BRIEF: How many lines in the entries below contain the string "green"? Reply with the number alone.

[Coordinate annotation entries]
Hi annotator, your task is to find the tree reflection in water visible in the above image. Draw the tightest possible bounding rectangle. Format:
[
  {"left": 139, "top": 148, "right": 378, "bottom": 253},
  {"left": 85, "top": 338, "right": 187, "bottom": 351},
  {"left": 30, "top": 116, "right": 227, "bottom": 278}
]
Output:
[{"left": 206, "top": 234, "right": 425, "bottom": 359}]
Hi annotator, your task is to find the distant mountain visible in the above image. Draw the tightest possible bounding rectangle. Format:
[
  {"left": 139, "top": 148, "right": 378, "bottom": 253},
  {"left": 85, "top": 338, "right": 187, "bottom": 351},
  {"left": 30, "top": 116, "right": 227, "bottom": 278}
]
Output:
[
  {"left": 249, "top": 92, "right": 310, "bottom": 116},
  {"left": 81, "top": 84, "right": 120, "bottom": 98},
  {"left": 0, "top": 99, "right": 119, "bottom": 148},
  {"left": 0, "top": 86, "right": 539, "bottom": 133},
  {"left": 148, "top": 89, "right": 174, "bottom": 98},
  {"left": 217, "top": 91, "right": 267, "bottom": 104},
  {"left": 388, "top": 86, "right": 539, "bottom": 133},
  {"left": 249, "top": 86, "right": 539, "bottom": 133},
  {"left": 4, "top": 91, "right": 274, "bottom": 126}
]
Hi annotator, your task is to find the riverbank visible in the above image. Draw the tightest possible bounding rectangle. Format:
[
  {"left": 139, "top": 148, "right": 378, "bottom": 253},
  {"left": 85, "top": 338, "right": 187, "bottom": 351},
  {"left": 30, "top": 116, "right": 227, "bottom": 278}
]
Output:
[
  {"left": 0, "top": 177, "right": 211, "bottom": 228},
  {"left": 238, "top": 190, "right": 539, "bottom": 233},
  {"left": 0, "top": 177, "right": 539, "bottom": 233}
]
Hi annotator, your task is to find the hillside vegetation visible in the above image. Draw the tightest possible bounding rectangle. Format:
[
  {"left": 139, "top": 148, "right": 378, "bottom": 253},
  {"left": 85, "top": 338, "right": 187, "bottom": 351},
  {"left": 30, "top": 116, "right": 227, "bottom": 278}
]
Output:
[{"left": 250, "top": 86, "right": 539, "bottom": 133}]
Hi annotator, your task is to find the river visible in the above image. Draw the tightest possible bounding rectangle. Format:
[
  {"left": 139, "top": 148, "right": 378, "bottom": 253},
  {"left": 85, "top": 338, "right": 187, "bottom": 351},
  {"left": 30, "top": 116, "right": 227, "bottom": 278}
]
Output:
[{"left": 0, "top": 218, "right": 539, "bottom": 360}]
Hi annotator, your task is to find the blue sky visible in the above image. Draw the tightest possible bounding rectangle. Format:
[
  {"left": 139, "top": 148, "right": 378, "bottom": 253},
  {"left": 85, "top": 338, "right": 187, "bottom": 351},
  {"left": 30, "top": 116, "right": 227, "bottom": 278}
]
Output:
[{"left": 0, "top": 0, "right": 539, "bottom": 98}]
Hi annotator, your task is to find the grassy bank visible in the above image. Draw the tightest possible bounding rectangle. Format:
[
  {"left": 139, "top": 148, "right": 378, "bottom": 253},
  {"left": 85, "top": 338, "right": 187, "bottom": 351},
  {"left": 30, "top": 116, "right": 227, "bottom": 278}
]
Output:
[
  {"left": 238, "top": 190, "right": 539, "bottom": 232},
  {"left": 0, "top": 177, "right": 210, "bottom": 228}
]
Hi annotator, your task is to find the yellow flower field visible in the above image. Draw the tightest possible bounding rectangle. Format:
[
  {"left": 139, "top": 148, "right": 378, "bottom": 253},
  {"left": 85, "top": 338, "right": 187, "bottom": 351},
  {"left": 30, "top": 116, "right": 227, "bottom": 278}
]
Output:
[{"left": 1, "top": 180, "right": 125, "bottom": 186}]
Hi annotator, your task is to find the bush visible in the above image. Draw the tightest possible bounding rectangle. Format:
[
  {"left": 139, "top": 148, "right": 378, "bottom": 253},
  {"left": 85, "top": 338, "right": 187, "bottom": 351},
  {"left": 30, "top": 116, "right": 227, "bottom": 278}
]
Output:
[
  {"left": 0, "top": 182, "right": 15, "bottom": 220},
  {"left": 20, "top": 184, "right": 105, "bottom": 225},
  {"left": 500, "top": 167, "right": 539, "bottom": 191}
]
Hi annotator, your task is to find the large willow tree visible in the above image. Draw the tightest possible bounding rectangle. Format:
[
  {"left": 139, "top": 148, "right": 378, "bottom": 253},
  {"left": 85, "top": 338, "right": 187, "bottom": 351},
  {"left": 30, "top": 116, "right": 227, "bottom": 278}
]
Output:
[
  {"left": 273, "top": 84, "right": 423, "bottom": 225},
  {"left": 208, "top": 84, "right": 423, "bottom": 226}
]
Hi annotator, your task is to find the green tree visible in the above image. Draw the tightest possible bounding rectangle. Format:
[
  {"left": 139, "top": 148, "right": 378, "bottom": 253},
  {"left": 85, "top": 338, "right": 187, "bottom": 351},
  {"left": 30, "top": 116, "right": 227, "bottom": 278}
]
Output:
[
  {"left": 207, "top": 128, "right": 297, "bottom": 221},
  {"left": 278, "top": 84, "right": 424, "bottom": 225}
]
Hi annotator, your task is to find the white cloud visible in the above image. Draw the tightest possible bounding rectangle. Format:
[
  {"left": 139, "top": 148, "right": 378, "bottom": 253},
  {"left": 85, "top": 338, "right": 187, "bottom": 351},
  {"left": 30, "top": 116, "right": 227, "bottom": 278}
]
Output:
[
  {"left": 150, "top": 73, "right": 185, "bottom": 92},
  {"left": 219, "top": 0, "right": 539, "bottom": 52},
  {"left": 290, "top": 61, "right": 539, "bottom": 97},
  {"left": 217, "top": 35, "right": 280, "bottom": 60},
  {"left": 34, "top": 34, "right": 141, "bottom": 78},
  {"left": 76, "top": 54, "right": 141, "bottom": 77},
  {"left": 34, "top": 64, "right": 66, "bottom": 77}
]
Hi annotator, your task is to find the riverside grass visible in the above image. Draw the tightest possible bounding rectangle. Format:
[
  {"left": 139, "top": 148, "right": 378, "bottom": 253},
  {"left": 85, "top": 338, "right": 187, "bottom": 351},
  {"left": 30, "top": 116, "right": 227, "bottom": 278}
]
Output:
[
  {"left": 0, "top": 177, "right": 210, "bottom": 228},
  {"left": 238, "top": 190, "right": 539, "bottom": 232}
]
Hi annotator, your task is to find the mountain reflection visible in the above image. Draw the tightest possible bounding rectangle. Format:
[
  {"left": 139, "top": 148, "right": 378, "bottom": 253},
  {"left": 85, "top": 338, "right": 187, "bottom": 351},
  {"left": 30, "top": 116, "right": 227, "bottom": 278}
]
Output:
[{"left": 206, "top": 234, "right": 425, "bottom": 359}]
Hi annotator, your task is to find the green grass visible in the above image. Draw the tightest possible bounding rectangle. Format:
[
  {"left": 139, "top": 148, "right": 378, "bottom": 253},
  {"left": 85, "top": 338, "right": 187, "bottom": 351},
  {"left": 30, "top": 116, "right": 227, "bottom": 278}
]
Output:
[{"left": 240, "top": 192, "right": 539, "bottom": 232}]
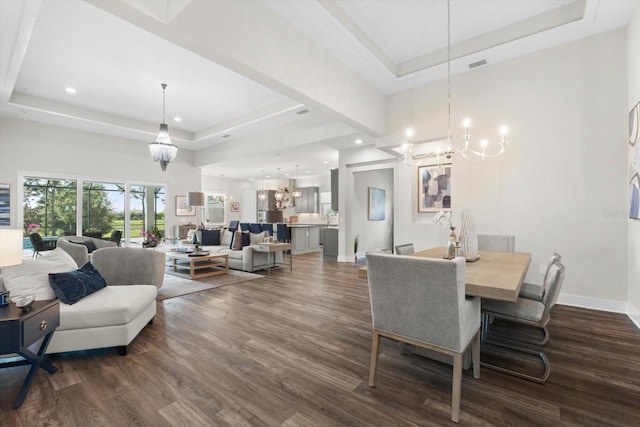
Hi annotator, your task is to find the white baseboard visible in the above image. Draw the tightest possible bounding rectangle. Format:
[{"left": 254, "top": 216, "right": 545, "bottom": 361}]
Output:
[
  {"left": 558, "top": 293, "right": 627, "bottom": 314},
  {"left": 627, "top": 303, "right": 640, "bottom": 329}
]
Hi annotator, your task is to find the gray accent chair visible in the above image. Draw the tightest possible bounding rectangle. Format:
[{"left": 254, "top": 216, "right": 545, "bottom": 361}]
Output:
[
  {"left": 482, "top": 258, "right": 565, "bottom": 384},
  {"left": 58, "top": 236, "right": 118, "bottom": 267},
  {"left": 478, "top": 234, "right": 516, "bottom": 252},
  {"left": 367, "top": 253, "right": 480, "bottom": 422},
  {"left": 396, "top": 243, "right": 416, "bottom": 255}
]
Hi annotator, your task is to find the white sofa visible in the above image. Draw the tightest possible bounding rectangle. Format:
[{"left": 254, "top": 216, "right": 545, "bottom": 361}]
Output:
[
  {"left": 176, "top": 230, "right": 283, "bottom": 272},
  {"left": 0, "top": 247, "right": 165, "bottom": 355}
]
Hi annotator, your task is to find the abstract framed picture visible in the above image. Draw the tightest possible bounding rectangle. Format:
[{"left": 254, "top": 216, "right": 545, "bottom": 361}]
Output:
[
  {"left": 367, "top": 187, "right": 387, "bottom": 221},
  {"left": 176, "top": 196, "right": 196, "bottom": 216},
  {"left": 0, "top": 184, "right": 11, "bottom": 225},
  {"left": 418, "top": 164, "right": 452, "bottom": 212},
  {"left": 629, "top": 102, "right": 640, "bottom": 219}
]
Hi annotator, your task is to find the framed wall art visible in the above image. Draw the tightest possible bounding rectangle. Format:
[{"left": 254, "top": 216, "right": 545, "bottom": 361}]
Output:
[
  {"left": 176, "top": 196, "right": 196, "bottom": 216},
  {"left": 0, "top": 184, "right": 11, "bottom": 225},
  {"left": 629, "top": 102, "right": 640, "bottom": 219},
  {"left": 368, "top": 187, "right": 386, "bottom": 221},
  {"left": 418, "top": 164, "right": 452, "bottom": 212}
]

REPLY: 2